▶ AUSGEWÄHLTE TEXTSTELLE
Die neuen Parlamentarierinnen unterscheiden sich grundsätzlich von den bisherigen Kolleginnen im Parlament. Sie sind im Gegensatz zu den bisherigen zurückhaltenden Parlamentarierinnen, die keine einzige frauengerechte Gesetzesvorlage eingebracht haben, jung, dynamisch und selbstsicher und haben alle ein abgeschlossenes Studium und sprechen mindestens eine Fremdsprache. Kein Wunder, dass sie ein Dorn im Auge so mancher konservativer Parlamentarier sind. So meinte zum Beispiel der konservative Abgeordnete Nader Ghasipour aus der Stadt Eromiehe in einer im Internet bekannt gewordenen Rede, dass die Frauen im Parlament nichts zu suchen haben. Seine Unterstellungen und Beleidigungen schlugen im Iran große Wellen, und es wurden Forderungen laut, sein Mandat abzuerkennen.

Große Unterschiede

Ein Blick auf die Statistiken zeigt, dass das neue Parlament sich enorm von den bisherigen Legislativen unterscheidet. Mehr als 80 Prozent der bisherigen Parlamentarier wurden abgewählt, unter ihnen manche, die über mehrere Legislaturperioden hinweg im Parlament vertreten waren und zum harten Kern der Konservativen zählten. Nur 29 von 290 bisherigen Parlamentariern konnten ihr Mandat behalten. Keiner der ehemaligen Minister oder Vizeminister unter Expräsident Mahmud Ahmadi-Nejad hat ein Mandat bekommen. Alle gewählten Kandidaten in Teheran gehören zur Liste der Reformer.

Gholamali Hadadadel, Spitzenreiter der konservativen Liste in Teheran, wurde 31. und blieb damit weit entfernt von der kommenden Legislative, obwohl er mit dem religiösen Führer verwandt ist – seine Tochter ist mit dessen Sohn verheiratet. Er hatte sich vor den Wahlen gute Chancen ausgerechnet, im neuen Parlament als Sprecher zu fungieren.

▶ VORLIEGENDE DATEN

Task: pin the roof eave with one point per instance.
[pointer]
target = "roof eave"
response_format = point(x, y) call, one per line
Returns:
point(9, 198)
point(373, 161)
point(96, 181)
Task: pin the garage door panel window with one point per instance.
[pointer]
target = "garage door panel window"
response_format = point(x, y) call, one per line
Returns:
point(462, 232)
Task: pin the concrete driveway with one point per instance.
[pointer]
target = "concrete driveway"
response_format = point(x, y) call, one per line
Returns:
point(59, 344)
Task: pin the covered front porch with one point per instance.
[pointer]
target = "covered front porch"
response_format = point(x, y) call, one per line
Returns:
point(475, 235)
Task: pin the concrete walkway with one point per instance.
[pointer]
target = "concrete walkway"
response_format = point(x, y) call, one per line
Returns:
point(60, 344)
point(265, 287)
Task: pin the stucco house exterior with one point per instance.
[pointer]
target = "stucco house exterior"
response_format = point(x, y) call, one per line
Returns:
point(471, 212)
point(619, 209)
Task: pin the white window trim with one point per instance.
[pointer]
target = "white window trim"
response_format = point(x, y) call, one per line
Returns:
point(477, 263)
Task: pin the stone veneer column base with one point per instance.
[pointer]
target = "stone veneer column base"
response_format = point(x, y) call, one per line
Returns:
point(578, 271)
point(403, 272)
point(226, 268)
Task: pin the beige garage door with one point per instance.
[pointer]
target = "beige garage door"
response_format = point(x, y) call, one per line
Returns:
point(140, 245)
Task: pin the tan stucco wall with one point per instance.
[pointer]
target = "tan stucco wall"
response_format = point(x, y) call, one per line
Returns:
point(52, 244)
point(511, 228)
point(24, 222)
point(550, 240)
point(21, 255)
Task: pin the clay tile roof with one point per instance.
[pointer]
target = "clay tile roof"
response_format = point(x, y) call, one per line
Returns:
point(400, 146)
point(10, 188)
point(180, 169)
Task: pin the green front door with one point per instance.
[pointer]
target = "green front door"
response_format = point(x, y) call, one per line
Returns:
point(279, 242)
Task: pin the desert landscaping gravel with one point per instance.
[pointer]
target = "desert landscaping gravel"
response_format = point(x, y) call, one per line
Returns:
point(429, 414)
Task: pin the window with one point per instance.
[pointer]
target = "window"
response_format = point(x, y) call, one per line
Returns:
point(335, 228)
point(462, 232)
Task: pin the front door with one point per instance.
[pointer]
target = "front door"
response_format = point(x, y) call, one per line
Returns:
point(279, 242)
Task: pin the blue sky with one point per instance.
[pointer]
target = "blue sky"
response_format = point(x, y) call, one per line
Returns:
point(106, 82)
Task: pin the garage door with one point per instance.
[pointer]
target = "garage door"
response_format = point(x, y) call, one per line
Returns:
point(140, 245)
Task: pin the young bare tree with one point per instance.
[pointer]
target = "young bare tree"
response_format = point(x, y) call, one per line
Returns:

▶ AUFGABE 1
Erklären Sie anhand des Textes über das neue iranische Parlament in ein bis drei Sätzen, warum die neuen Parlamentarierinnen so manchem konservativen Abgeordneten ein Dorn im Auge sind.
▶ AUFGABE 2
Führen Sie den Text über das neue iranische Parlament im Anschluss an seinen letzten Satz fort.

▶ ERGEBNIS 1
Sie unterscheiden sich grundsätzlich von ihren zurückhaltenden Vorgängerinnen, die keine einzige frauengerechte Gesetzesvorlage eingebracht haben. Die neuen Parlamentarierinnen sind jung, dynamisch und selbstsicher, haben alle ein abgeschlossenes Studium und sprechen mindestens eine Fremdsprache.

▶ ERGEBNIS 2
Von mehr als 1.000 Bewerbern in Teheran haben manche weniger als zehn Stimmen bekommen. Die vier Letzten haben nicht einmal einen Wahlzettel mit ihren Namen in der Wahlurne gehabt, anscheinend haben nicht einmal sie an sich selbst geglaubt. Sie wurden aber vom Wächterrat im Gegensatz zu bekannten Reformern zu den Wahlen zugelassen. Mehrere radikale Ahmadi-Nejad-Anhänger, die im Parlament sitzen, bekamen weniger Stimmen als so manche unbekannte unabhängige Kandidaten.

Die Statistiken, die bisher bekannt geworden sind, untermauern eine Tatsache, die den konservativen Medien nicht passt: Die konservativen Medien behaupten nämlich weiterhin, dass, obwohl die Reformer in Teheran die Wahl gewonnen haben, auf dem Land die Konservativen führend seien – aber die endgültigen Zahlen sprechen eine andere Sprache. 84 Reformer gegenüber 63 Konservativen, dazu kommen 75 Unabhängige, die allen Anzeichen zufolge im neuen Parlament aus der Deckung herauskommen und sich meistens auf die Seite der Reformer schlagen.

Karten neu gemischt

Auch beim Expertenrat wurden die Karten neu gemischt. Der Vorsitzende Ayatollah Mohammad Jazdi und der geistige Vater Ahmadi-Nejads, Ayatollah Mohammadtaghi Mesbah Jazdi, bekamen nicht genug Stimmen, um nochmals in den Expertenrat einzuziehen. Ayatollah Ahmad Jenati wurde 16. und konnte als Letzer gerade noch seinen Sitz im Expertenrat behalten.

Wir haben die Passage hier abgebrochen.